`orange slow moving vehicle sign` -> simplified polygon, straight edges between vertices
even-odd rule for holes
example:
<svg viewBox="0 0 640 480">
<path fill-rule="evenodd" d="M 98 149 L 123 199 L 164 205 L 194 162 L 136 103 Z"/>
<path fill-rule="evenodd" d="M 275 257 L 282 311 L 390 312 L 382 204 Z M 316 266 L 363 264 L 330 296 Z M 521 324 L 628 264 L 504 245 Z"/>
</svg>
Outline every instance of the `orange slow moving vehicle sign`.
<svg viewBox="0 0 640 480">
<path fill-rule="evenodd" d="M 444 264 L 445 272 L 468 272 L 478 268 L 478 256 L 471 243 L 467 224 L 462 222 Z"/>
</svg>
^^^^^^^^^^^^^^^^
Please format the data above as a JSON list of strings, one per line, and leave out any blank lines.

[
  "`orange slow moving vehicle sign` -> simplified polygon, straight edges between vertices",
  "even-odd rule for holes",
  "example:",
  "<svg viewBox=\"0 0 640 480\">",
  "<path fill-rule=\"evenodd\" d=\"M 98 149 L 123 199 L 164 205 L 194 162 L 136 103 Z\"/>",
  "<path fill-rule=\"evenodd\" d=\"M 275 257 L 282 311 L 390 312 L 382 204 Z M 316 266 L 363 264 L 330 296 Z M 521 324 L 628 264 L 504 245 Z\"/>",
  "</svg>",
  "Outline every instance of the `orange slow moving vehicle sign`.",
  "<svg viewBox=\"0 0 640 480\">",
  "<path fill-rule=\"evenodd\" d=\"M 444 264 L 445 272 L 468 272 L 478 268 L 478 256 L 471 243 L 467 224 L 462 222 Z\"/>",
  "</svg>"
]